- 閱讀文本 -

>>

Elasticsearch Painless script編程

本文轉載自查看原文 2019-12-23 14:30 11633 ELK Stack

我們之前看見了在Elasticsearch里的ingest node里，我們可以通過以下processor的處理幫我們處理我們的一些數據。它們的功能是非常具體而明確的。那么在Elasticsearch里，有沒有一種更加靈活的方式可供我們來進行編程處理呢？如果有，它使用的語言是什么呢？

在Elasticsearc中，它使用了一個叫做Painless的語言。它是專門為Elasticsearch而建立的。Painless是一種簡單，安全的腳本語言，專為與Elasticsearch一起使用而設計。它是Elasticsearch的默認腳本語言，可以安全地用於inline和stored腳本。它具有像Groovy那樣的語法。自Elasticsearch 6.0以后的版本不再支持Groovy，Javascript及Python語言。

如何使用腳本

腳本的語法為:

    "script": {
        "lang":   "...",  
        "source" | "id": "...", 
        "params": { ... } 
      }

這里lang默認的值為"painless"。在實際的使用中可以不設置，除非有第二種語言供使用
source可以為inline腳本，或者是一個id，那么這個id對應於一個stored腳本
任何有名字的參數，可以被用於腳本的輸入參數

Painless的簡單使用例子

inline 腳本

首先我們來創建一個簡單的文檔：

    PUT twitter/_doc/1
    {
      "user" : "雙榆樹-張三",
      "message" : "今兒天氣不錯啊，出去轉轉去",
      "uid" : 2,
      "age" : 20,
      "city" : "北京",
      "province" : "北京",
      "country" : "中國",
      "address" : "中國北京市海淀區",
      "location" : {
        "lat" : "39.970718",
        "lon" : "116.325747"

<<

- 任務要求 -
1) 請列出這篇關於Painless腳本的文章所說的、自Elasticsearch 6.0以後不再支持的所有語言。
2) 從這篇關於Painless腳本的文章最後顯示的內容之後接著寫下去。

(集合中儲存的項目)
>>

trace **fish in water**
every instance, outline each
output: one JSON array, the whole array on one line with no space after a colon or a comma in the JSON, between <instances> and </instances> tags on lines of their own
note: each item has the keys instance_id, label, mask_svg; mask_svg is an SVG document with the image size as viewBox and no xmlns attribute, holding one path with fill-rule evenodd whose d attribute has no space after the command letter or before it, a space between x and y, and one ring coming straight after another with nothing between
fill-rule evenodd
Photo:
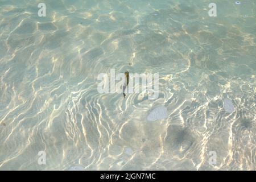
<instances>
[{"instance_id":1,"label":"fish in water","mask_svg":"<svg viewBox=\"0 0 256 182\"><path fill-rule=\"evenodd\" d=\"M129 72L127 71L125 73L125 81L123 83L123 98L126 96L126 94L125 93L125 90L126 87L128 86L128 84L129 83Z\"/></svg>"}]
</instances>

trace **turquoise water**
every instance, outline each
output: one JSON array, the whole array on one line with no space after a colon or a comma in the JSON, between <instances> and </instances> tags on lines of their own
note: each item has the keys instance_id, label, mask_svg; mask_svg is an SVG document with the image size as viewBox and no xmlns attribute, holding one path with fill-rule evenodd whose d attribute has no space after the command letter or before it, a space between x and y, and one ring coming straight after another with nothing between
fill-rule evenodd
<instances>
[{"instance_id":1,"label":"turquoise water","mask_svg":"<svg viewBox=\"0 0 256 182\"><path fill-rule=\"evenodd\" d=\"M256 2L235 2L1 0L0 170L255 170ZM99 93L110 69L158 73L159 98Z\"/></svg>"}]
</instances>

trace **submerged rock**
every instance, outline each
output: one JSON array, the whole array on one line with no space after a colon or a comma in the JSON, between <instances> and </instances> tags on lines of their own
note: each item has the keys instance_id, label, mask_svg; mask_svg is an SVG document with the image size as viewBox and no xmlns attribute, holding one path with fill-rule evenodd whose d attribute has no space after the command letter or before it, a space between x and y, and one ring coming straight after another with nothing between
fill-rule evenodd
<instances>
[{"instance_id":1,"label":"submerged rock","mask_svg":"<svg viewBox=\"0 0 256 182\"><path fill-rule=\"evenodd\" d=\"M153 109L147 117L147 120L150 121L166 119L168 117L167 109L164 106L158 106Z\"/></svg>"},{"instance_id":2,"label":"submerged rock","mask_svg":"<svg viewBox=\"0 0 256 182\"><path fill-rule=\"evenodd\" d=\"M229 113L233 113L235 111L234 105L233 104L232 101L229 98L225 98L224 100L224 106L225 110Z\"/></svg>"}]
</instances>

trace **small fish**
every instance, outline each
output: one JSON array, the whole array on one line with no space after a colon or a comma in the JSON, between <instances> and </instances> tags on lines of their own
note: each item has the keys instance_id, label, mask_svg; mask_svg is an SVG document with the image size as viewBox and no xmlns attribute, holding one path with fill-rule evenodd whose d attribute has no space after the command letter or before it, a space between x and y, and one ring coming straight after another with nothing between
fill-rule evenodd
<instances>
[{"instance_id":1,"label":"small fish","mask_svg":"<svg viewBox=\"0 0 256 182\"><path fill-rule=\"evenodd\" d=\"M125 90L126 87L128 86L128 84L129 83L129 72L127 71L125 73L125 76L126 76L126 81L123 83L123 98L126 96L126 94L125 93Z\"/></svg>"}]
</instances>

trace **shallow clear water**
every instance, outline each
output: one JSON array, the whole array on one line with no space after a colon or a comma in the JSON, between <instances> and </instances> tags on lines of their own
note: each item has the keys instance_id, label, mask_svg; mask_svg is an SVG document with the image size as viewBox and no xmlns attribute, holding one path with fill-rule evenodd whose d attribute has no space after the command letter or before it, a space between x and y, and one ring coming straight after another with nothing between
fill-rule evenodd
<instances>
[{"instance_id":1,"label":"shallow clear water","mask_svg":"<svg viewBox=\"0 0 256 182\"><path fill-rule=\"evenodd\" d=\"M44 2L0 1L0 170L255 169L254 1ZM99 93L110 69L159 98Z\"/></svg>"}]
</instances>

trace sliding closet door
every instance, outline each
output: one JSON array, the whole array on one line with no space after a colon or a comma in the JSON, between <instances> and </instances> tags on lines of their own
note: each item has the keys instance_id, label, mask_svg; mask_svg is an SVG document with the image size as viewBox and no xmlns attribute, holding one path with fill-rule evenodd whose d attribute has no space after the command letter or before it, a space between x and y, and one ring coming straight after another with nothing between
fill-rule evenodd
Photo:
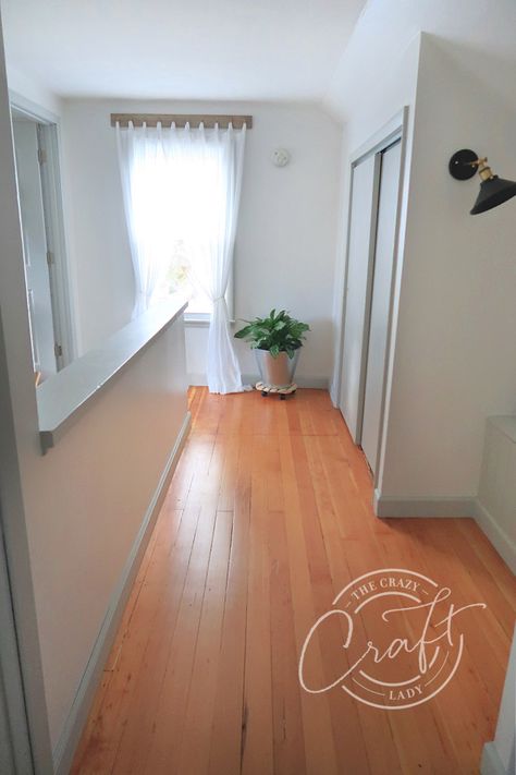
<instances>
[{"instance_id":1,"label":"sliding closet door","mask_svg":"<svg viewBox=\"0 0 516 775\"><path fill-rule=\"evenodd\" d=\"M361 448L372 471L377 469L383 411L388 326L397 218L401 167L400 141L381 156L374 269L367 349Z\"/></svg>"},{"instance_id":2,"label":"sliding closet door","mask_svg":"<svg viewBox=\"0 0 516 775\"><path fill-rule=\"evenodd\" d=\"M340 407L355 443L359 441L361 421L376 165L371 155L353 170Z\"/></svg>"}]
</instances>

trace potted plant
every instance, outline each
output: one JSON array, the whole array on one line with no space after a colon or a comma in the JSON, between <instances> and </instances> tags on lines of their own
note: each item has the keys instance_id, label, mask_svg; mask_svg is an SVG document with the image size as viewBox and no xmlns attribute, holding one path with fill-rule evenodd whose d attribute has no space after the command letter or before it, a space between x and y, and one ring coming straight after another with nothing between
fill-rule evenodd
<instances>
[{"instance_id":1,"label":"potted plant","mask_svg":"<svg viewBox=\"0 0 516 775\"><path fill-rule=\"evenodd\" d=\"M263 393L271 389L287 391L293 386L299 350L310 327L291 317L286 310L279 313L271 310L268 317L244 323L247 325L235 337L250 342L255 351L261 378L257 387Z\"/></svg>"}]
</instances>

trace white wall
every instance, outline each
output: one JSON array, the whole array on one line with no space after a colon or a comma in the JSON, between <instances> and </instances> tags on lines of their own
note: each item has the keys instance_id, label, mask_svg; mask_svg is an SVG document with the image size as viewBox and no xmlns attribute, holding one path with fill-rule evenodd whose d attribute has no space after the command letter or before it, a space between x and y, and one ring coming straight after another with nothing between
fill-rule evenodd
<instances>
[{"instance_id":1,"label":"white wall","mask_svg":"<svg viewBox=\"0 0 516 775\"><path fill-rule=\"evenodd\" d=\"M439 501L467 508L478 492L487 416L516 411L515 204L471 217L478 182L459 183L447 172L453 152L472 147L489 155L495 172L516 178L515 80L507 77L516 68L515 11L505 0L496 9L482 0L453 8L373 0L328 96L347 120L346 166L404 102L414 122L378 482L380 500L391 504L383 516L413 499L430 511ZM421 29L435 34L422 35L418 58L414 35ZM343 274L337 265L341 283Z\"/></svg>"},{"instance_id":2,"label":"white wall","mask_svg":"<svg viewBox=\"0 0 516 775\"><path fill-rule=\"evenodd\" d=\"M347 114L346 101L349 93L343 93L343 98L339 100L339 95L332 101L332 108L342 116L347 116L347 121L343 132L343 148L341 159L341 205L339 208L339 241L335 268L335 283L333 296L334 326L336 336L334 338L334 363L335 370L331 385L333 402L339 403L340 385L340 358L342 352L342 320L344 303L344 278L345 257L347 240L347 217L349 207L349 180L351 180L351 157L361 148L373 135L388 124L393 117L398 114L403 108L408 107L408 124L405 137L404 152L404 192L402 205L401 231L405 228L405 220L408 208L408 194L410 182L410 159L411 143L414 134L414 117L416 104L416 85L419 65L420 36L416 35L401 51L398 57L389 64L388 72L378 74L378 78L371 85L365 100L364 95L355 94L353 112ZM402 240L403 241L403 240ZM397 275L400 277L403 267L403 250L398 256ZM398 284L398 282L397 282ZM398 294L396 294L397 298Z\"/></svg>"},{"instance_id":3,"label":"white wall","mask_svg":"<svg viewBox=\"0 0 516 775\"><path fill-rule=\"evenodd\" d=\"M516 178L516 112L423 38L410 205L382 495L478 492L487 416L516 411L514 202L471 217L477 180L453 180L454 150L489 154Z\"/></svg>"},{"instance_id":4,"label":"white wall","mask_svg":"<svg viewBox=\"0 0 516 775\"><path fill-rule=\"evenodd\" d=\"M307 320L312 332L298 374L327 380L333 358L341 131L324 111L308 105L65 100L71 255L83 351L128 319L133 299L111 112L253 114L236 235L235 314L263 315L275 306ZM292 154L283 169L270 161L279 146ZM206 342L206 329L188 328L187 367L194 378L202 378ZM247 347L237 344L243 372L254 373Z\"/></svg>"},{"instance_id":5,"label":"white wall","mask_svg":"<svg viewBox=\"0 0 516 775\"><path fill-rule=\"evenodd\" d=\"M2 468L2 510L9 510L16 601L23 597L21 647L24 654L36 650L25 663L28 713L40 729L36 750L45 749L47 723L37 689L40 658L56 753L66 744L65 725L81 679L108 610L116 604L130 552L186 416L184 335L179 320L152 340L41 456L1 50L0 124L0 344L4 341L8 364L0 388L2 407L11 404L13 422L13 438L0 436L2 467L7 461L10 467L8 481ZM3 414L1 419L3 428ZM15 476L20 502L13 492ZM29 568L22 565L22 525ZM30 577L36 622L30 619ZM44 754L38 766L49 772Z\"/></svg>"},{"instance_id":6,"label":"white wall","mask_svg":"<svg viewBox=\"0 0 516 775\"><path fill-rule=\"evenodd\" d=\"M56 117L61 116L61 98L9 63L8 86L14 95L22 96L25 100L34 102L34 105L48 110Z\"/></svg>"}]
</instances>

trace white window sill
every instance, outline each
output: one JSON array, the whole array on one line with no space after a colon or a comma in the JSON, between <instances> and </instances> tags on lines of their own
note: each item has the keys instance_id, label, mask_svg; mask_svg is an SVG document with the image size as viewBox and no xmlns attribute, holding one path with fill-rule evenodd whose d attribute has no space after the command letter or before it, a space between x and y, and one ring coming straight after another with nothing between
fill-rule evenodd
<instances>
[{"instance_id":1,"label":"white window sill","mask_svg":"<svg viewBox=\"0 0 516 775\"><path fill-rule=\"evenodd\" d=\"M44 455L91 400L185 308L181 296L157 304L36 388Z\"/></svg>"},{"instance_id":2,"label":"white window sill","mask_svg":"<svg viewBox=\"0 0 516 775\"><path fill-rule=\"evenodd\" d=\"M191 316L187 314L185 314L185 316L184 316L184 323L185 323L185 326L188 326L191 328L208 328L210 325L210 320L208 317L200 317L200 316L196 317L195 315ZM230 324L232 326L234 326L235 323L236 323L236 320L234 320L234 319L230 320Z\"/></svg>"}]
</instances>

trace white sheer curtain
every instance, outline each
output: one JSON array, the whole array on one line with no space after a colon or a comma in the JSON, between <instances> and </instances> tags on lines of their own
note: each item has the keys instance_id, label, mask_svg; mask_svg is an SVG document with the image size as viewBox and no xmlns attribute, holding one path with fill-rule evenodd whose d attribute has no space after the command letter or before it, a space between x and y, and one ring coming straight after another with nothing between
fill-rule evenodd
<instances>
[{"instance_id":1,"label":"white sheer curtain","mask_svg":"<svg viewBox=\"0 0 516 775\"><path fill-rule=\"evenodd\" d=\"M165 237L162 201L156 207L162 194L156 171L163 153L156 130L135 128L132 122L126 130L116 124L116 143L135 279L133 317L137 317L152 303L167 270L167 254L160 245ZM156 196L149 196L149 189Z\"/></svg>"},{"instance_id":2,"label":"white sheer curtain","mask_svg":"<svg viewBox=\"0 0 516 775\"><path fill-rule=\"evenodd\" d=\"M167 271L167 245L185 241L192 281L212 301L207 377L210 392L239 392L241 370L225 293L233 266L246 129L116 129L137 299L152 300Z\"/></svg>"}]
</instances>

<<

- 回答列表 -
1) Groovy、Javascript、Python

2)
      }
    }

在這個文檔里，我們現在想把age修改為30，那么一種辦法就是把所有的文檔內容都讀出來，讓修改其中的age想為30，再重新用同樣的方法寫進去。首先這里需要有幾個動作：先讀出數據，然后修改，再次寫入數據。顯然這樣比較麻煩。在這里我們可以直接使用Painless語言直接進行修改：

    POST twitter/_update/1
    {
      "script": {
        "source": "ctx._source.age = 30"
      }
    }

這里的source表明是我們的Painless代碼。這里我們只寫了很少的代碼在DSL之中。這種代碼稱之為inline。在這里我們直接通過ctx._source.age來訪問 _souce里的age。這樣我們通過編程的辦法直接對年齡進行了修改。運行的結果是：

    {
      "_index" : "twitter",
      "_type" : "_doc",
      "_id" : "1",
      "_version" : 16,
      "_seq_no" : 20,
      "_primary_term" : 1,
      "found" : true,
      "_source" : {
        "user" : "雙榆樹-張三",
        "message" : "今兒天氣不錯啊，出去轉轉去",
        "uid" : 2,
        "age" : 30,
        "city" : "北京",
        "province" : "北京",
        "country" : "中國",
        "address" : "中國北京市海淀區",
        "location" : {
          "lat" : "39.970718",
          "lon" : "116.325747"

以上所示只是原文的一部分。